Text for analysis:
* * * *
Mother’s struggle with FSH inspires company to make a charitable donation this holiday season.
Over the holidays, we received a generous $10,000 donation from Adveq, a leading asset manager investing in private equity and real asset funds globally. FSH Society was provided this gift after Adveq witnessed the courage of one of their employees, Angela Farkas, in sharing her story and her struggle with FSHD. We want to share her story with you, too:
Angela Farkas was raised in New York’s Rockland County by two deaf parents. A successful businesswoman and mother of two – Vanessa, five and Alyssa, eight – she currently works in Adveq’s New York City office and lives in Westchester, New York with her husband.
When Alyssa was born in 2005, she failed the infant hearing screening. As the daughter of two deaf parents, Angela was not entirely surprised. But when Alyssa did not smile during her first few months of life, Angela and her husband became concerned. Several specialists told them that there was nothing to worry about, and it wasn’t until Alyssa was three years old that a neurologist diagnosed her with facial paralysis. Angela and her husband were told there was nothing they could do – which was devastating.
Alyssa was four years old when Angela discovered a news article regarding a girl in Florida who had successfully undergone facial paralysis surgery. Angela tracked down a doctor in NYC who agreed to perform the same procedure when Alyssa turned five. After determining Alyssa did not need additional evaluations before undergoing the procedure, the surgeon decided to move forward with the surgery several months later. The first surgery, on the right side of her face, took twelve hours but seemed to go off without a hitch. Alyssa recovered quickly and after three months, Angela saw her daughter smile for the first time.
* * * *
Instructions to follow:
Copy out the whole account of Angela Farkas and her daughter Alyssa word for word. The records that follow were taken from a different source.

Information:
* * * *
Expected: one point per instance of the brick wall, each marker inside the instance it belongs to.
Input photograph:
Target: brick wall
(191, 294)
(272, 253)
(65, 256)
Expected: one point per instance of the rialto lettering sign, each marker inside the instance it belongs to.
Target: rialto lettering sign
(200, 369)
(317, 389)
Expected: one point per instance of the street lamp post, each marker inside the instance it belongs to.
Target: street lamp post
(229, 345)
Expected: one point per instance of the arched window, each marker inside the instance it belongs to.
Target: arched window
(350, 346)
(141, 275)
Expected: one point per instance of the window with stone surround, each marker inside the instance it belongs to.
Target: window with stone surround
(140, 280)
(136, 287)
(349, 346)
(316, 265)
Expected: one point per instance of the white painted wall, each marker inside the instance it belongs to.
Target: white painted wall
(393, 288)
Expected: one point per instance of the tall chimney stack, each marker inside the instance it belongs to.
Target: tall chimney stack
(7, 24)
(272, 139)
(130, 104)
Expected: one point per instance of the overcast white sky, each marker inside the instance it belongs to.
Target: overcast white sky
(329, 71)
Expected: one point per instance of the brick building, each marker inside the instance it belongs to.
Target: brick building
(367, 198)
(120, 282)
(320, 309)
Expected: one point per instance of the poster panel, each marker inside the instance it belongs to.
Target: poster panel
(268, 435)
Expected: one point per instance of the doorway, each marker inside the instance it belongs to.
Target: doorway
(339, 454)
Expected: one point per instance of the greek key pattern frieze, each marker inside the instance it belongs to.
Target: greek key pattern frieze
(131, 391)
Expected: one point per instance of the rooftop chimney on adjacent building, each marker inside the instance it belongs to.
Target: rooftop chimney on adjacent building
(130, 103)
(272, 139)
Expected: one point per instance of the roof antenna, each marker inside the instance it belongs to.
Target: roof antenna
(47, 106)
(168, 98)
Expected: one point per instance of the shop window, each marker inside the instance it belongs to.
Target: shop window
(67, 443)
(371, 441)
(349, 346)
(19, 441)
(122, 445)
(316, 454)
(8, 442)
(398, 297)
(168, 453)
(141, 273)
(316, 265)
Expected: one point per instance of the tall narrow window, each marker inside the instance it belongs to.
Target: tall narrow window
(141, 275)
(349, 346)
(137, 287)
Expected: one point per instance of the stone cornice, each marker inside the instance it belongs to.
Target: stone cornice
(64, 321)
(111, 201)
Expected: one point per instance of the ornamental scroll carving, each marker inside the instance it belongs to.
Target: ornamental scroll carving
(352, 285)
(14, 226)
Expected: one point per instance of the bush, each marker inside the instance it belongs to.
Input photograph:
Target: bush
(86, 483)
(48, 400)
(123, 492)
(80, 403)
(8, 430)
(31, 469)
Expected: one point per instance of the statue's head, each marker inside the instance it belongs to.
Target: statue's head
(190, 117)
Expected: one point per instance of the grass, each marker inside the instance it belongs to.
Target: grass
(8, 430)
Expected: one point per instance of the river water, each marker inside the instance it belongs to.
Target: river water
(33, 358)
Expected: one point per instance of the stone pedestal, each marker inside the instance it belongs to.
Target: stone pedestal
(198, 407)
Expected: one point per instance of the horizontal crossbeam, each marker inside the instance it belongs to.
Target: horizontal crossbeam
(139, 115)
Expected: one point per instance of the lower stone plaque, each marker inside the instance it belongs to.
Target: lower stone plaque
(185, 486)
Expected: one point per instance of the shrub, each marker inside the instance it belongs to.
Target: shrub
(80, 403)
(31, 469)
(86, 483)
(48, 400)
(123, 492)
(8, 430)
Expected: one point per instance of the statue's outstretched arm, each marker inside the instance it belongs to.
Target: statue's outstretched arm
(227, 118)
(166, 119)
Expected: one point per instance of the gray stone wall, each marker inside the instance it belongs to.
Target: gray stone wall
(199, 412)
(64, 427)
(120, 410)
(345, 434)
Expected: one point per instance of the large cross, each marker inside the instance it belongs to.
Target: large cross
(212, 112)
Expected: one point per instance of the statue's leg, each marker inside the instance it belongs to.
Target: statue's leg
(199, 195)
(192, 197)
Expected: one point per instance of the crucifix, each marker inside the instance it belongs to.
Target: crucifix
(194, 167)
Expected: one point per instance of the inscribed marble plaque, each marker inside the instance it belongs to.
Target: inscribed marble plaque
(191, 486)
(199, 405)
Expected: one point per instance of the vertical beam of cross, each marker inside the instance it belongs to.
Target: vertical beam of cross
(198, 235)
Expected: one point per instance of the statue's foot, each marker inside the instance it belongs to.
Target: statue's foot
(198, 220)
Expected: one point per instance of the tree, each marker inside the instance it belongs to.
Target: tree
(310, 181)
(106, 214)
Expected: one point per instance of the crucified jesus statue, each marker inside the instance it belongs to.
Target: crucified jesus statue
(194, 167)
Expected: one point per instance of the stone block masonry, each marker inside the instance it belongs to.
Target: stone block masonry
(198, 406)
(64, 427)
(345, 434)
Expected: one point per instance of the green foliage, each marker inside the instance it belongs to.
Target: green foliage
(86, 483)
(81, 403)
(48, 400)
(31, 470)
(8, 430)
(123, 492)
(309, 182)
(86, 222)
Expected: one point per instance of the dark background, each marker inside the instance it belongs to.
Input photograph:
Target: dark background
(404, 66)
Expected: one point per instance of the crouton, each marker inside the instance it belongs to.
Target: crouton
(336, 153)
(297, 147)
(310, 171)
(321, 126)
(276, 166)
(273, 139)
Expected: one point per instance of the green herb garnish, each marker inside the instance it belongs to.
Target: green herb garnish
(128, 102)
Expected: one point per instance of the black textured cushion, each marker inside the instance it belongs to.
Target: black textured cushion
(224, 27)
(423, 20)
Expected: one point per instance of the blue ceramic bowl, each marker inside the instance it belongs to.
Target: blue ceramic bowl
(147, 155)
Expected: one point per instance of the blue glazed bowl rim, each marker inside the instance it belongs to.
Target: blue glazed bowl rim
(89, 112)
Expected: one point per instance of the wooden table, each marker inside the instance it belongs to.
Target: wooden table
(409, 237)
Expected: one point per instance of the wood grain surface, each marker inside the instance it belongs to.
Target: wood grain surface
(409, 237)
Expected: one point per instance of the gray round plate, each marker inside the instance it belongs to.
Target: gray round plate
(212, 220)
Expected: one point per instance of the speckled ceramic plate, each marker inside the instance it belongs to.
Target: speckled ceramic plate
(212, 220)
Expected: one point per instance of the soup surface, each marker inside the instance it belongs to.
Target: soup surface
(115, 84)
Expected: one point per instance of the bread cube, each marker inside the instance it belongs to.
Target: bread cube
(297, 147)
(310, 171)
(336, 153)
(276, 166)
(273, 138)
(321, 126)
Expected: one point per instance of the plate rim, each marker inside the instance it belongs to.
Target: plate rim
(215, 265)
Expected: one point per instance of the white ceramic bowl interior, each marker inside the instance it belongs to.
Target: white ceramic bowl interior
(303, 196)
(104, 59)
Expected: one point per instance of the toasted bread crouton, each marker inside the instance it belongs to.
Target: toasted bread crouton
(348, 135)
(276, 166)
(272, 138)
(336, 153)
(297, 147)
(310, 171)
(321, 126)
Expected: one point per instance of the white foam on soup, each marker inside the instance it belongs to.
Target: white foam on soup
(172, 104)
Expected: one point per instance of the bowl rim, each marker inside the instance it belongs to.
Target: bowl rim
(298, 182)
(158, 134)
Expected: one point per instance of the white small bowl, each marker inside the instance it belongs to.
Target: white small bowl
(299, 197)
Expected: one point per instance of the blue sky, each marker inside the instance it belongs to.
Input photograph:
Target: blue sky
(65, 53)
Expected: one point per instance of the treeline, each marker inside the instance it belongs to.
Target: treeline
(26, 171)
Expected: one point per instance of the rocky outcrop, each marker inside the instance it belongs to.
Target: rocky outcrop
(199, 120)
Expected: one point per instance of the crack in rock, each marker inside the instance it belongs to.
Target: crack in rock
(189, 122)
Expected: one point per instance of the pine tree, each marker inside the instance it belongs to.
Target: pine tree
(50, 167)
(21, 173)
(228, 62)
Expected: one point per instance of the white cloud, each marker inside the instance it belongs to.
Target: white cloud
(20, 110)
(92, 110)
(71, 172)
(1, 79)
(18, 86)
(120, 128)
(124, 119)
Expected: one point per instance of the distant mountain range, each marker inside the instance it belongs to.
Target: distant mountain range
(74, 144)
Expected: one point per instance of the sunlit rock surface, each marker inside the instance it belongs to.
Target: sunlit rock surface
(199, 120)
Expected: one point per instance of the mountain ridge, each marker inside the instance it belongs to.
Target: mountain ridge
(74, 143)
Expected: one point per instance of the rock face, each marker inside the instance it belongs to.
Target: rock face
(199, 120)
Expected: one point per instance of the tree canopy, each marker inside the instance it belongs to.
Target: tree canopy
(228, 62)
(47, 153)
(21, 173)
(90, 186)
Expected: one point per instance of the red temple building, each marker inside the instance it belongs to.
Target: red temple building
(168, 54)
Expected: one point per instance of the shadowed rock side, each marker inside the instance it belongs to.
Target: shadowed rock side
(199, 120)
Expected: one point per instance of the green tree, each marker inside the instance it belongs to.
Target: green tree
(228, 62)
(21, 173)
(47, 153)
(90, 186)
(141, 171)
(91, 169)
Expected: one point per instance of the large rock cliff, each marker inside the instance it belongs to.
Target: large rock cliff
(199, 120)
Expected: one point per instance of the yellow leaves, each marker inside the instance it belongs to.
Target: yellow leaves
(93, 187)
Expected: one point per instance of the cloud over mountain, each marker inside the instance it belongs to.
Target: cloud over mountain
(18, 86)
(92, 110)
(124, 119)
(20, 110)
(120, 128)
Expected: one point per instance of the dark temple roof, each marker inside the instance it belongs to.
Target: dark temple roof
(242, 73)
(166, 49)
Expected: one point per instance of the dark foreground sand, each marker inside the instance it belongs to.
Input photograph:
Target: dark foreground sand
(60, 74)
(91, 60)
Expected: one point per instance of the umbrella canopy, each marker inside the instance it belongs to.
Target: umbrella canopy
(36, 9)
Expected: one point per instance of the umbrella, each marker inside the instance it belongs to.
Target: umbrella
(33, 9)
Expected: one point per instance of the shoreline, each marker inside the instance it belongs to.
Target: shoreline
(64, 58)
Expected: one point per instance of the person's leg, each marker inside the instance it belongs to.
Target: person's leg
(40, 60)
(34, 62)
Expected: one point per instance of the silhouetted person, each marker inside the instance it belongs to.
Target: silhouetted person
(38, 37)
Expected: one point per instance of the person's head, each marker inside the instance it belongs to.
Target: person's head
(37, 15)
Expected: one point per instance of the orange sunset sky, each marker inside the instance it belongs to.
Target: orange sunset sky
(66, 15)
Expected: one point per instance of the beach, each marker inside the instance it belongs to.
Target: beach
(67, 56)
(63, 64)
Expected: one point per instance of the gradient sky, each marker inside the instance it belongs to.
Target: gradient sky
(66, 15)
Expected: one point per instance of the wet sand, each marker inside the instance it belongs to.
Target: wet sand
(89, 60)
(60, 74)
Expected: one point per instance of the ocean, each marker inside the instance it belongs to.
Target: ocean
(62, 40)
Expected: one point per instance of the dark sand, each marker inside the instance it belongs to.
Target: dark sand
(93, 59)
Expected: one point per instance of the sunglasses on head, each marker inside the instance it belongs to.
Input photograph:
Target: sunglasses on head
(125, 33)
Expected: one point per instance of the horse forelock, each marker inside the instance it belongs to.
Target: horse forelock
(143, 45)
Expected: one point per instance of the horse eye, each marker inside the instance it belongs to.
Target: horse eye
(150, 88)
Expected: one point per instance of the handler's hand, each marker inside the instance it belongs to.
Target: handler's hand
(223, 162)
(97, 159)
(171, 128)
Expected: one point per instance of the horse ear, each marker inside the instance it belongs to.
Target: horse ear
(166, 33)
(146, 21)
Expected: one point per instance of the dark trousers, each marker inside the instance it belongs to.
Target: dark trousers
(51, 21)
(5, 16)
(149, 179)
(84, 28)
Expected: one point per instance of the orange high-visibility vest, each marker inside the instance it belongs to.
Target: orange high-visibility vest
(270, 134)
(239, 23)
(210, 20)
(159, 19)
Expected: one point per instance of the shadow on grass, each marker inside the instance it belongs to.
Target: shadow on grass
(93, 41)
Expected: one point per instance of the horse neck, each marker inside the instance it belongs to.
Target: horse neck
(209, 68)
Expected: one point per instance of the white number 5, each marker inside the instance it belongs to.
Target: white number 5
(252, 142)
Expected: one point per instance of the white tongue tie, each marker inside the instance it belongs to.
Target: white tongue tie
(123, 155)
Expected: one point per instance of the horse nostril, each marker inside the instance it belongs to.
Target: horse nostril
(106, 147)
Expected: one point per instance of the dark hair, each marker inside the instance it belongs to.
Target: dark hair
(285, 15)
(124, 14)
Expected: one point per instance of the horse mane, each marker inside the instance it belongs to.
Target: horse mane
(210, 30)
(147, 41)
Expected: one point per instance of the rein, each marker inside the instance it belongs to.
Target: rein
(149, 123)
* * * *
Task answer:
Mother’s struggle with FSH inspires company to make a charitable donation this holiday season.
Over the holidays, we received a generous $10,000 donation from Adveq, a leading asset manager investing in private equity and real asset funds globally. FSH Society was provided this gift after Adveq witnessed the courage of one of their employees, Angela Farkas, in sharing her story and her struggle with FSHD. We want to share her story with you, too:
Angela Farkas was raised in New York’s Rockland County by two deaf parents. A successful businesswoman and mother of two – Vanessa, five and Alyssa, eight – she currently works in Adveq’s New York City office and lives in Westchester, New York with her husband.
When Alyssa was born in 2005, she failed the infant hearing screening. As the daughter of two deaf parents, Angela was not entirely surprised. But when Alyssa did not smile during her first few months of life, Angela and her husband became concerned. Several specialists told them that there was nothing to worry about, and it wasn’t until Alyssa was three years old that a neurologist diagnosed her with facial paralysis. Angela and her husband were told there was nothing they could do – which was devastating.
Alyssa was four years old when Angela discovered a news article regarding a girl in Florida who had successfully undergone facial paralysis surgery. Angela tracked down a doctor in NYC who agreed to perform the same procedure when Alyssa turned five. After determining Alyssa did not need additional evaluations before undergoing the procedure, the surgeon decided to move forward with the surgery several months later. The first surgery, on the right side of her face, took twelve hours but seemed to go off without a hitch. Alyssa recovered quickly and after three months, Angela saw her daughter smile for the first time.